> _Document excerpt_
======
According to Macworld UK, researchers have built ferroelectric material (which is usually found on smartcards) onto silicon, which could allow certain transistors to retain information after power is shut off. Scientists from Pennsylvania State University, Cornell University and Northwestern University are involved in the project.
The new findings could save users time by instantly booting laptops to an active and ready state when shut down.
“It would be instant-on, meaning as soon as the power comes back on, your computer would be in exactly the same state it was when you turned it off and ready for action,” said Darrell Schlom, principal investigator and professor at the department of materials science and engineering at Pennsylvania State University.
Quick-boot capabilities are enabled in Notebooks and most mobile devices, though many are unable to recreate shutdown states. As a result, notebooks usually never reboot back to their shutdown state, unless they are in sleep mode, which drains battery power. In essence, ferroelectric materials could wake up laptops from sleep mode, but without drawing any battery power.
The research could pave the way for a new generation of lower-power, higher-speed memory devices, Schlom said. For notebook users, it could reduce the time to load an OS from storage devices like hard drives. The ferroelectric material could also retain data in case power is lost.
======
> _Data shown_
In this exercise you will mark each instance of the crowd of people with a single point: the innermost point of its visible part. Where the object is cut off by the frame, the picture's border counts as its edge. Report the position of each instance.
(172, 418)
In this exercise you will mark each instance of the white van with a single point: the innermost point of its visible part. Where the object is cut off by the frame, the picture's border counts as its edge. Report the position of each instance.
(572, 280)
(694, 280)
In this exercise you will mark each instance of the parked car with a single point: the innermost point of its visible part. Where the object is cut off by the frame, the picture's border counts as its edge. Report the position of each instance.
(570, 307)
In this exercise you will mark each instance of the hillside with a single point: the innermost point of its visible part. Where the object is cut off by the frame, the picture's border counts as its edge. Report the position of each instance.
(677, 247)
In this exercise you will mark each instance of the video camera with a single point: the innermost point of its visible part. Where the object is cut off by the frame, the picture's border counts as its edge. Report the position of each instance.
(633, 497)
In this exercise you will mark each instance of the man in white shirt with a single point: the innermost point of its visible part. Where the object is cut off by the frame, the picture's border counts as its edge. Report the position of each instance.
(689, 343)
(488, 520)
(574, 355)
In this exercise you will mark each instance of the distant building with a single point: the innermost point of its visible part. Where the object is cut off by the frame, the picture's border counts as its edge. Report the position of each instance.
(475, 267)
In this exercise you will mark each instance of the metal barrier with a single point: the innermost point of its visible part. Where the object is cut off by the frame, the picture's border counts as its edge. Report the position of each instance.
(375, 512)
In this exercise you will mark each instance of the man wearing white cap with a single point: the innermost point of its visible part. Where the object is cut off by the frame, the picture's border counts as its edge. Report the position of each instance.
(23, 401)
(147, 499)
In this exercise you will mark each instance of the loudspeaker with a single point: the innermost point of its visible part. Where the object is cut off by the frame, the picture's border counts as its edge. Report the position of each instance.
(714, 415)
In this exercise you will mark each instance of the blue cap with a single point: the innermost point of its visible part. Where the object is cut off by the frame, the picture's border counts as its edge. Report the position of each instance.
======
> _Problems to work on_
a. Answer these questions from the article on ferroelectric memory:
(i) Which universities have scientists involved in the project?
(ii) What positions does Darrell Schlom hold?
(iii) What drawback of sleep mode does the article mention?
b. Continue the article on ferroelectric memory from its final sentence.

> _Numbered responses_
a.
(i) Pennsylvania State University, Cornell University and Northwestern University.
(ii) He is principal investigator and professor at the department of materials science and engineering at Pennsylvania State University.
(iii) Sleep mode drains battery power.

b.
The research itself revolves around building ferroelectric transistors, which are capable of retaining data in any electric state, onto hybrid transistors.
The researchers took strontium titanate, a variant of the ferroelectric material used in smartcards, and deposited it on silicon, putting it in a state where it could retain information even when power is off. The new findings cut the intervening layers that made it difficult to put the material on silicon.
Typically when power is turned off, voltages disappear from transistors, which have to be recreated when power is turned on. To recreate them, the relevant information is loaded from nonvolatile storage mediums like hard drives, which takes time. The ferroelectric transistors retain magnetization when the electric field is turned off, allowing it to retain data.
The technology will load operating systems differently from existing memory technologies like DRAM and storage technologies like hard drives and solid-state drives, Schlom said. Ferroelectric transistors conceptually differ in the way data is loaded and retained, Schlom said.
Benefits of ferroelectric transistors were first realized in 1955 by scientists at Bell Labs, Schlom said. Though the recent findings are a major step ahead, additional research is needed to build an actual ferroelectric transistor to make instant-on computing a reality, Schlom said.
He couldn’t provide a timeline for when such transistors would be built.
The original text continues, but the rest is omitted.